INSTRUCTIONS FOR THE TASK - Set down, word for word, everything in the post on discouragement from "Discouragement has killed" down to "imagination entertains me.".
## BEGIN DOCUMENT EXTRACT
New first, then the goods.
I’m now on the tail end of edit and polish on the Lexicon Calopa collection, and I’m really pleased with how it’s shaking out. I’ll be rounding out the month with work on the glossary and timeline, and then next month will be all about illustrating the new maps, interior layout, and cover design. The book will be ready in time for December.
Win? Win. I’ll even have a little Facebook event page set up for the release. Digital party, activate. BYOB. I’ve got the confetti canons covered. But for now, let’s dig in to the succulent brain-meats of today’s tasty offering:
Discouragement, and Beyond
Discouragement. Every creative effort faces it, and everyone’s experienced it. We’ve all been at that apathetic Sisyphus moment where the urge to hit “fuck it” mode and let the boulder roll back down hill is overwhelming.
I’ve no advice on how to deal with that. I truly don’t.
Please accept this adorable forced-perspective pug as a token of my apologies.
Okay, cool, I can sense that some of you are leaving the auditorium—but hold up a sec. I do have a piece of wisdom for you about this, but I want to be honest with you lot first. See, I’m really, truly bad at dealing with discouragement in the moment. It’s something I’ve wrestled with over the years, and an aspect of the Lego set that is me that I’ve learned to accept.
Discouragement has killed a LOT of my projects. Webcomics, music albums, stories, videos, but I can say with all sincerity that those deaths came after mountains of effort on my part. In that, I gave it my all. I tried. The attempt was not simply stopped at the conceptual stage.
But how in the hell does my knowing or coming to terms with that help you, you might ask? Again. Mental projection here. I’m assuming you’re asking. I’m also visualizing you asking this question while sword-fighting against an ambulatory modern-chic coffee table in the middle of the Ikea version of Thunderdome.
My imagination entertains me.
. . . Usually.
Back to your question: how does this help you? How does this shore you up when you’re dealing with discouragement. Well, it doesn’t-
Okay, wait, back in your seats. Bear with me. The truth is, I can’t give you advice on how to deal with feeling discouraged. I’m clearly and empirically not the best person to try to give you clever platitudes that’ll turn things around in that state. BUT, I can tell you what to do after, because I’ve been there so many times at this stage in my life that it’s become an exercise regime of sorts.
You’re going to fail. That’s part of the process. It’s an unavoidable free ticket to the suck show. It’s how we learn and grow. So, when you’re discouraged, when you see something as a failure, I want you to ask yourself the very same question that I pose to myself once the initial suckitude has throttled back:
“Did I do the best I could with what I had at that time?”
## END DOCUMENT EXTRACT
## BEGIN MATERIAL SUPPLIED
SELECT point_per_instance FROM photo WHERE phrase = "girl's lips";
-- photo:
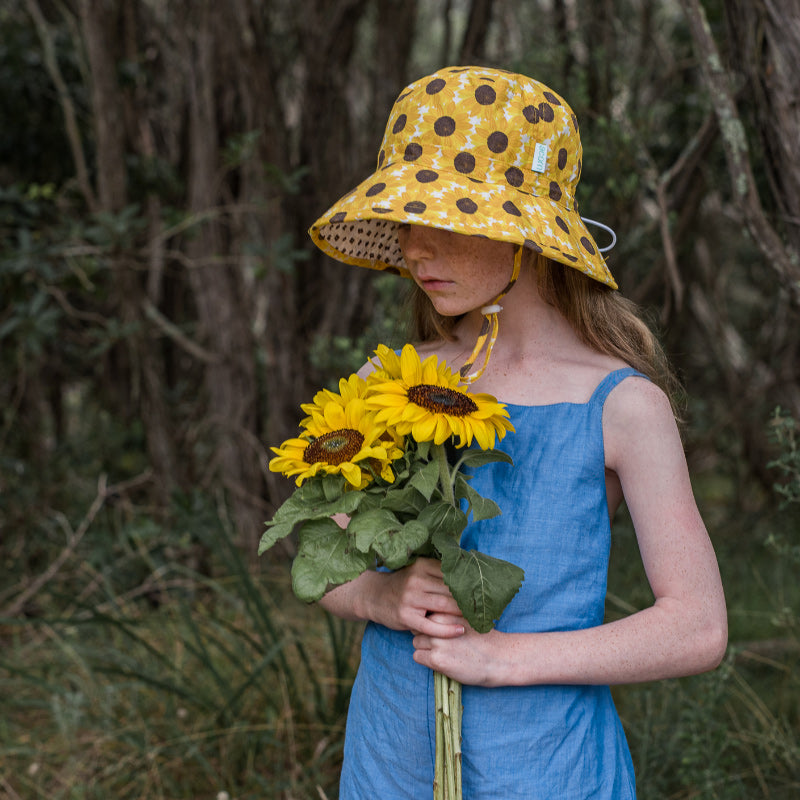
(434, 284)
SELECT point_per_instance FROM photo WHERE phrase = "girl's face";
(459, 273)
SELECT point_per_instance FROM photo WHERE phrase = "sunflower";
(423, 398)
(349, 388)
(338, 439)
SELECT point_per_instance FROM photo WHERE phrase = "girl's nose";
(416, 241)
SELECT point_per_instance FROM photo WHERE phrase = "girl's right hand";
(406, 599)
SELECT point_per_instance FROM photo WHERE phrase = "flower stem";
(447, 777)
(445, 479)
(447, 691)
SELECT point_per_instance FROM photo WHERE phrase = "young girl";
(473, 199)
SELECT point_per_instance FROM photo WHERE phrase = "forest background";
(163, 314)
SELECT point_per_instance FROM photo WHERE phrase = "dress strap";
(612, 380)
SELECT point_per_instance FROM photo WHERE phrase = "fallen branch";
(784, 262)
(73, 540)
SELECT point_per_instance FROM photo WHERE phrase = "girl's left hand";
(471, 658)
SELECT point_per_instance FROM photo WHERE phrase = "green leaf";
(444, 519)
(480, 506)
(423, 449)
(274, 533)
(404, 501)
(477, 458)
(397, 547)
(426, 479)
(365, 527)
(316, 499)
(324, 556)
(481, 585)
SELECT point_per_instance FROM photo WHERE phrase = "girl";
(473, 199)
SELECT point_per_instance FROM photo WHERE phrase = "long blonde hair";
(601, 317)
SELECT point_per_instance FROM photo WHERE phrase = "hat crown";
(489, 126)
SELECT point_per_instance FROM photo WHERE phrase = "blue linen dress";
(549, 742)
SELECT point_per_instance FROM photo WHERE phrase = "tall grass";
(204, 685)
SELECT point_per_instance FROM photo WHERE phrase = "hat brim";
(361, 228)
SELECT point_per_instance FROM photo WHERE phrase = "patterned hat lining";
(373, 243)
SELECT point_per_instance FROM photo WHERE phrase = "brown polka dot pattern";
(458, 153)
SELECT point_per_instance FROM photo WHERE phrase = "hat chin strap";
(489, 328)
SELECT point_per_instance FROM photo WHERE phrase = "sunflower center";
(441, 400)
(335, 447)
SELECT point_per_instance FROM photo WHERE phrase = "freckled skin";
(459, 273)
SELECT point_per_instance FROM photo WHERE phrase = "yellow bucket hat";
(477, 151)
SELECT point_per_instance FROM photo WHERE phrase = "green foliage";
(391, 524)
(785, 434)
(187, 684)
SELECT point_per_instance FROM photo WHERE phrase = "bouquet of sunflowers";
(388, 452)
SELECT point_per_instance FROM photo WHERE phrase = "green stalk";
(447, 692)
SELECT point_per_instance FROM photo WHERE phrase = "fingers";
(438, 626)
## END MATERIAL SUPPLIED
IN RESPONSE -
Discouragement has killed a LOT of my projects. Webcomics, music albums, stories, videos, but I can say with all sincerity that those deaths came after mountains of effort on my part. In that, I gave it my all. I tried. The attempt was not simply stopped at the conceptual stage.
But how in the hell does my knowing or coming to terms with that help you, you might ask? Again. Mental projection here. I’m assuming you’re asking. I’m also visualizing you asking this question while sword-fighting against an ambulatory modern-chic coffee table in the middle of the Ikea version of Thunderdome.
My imagination entertains me.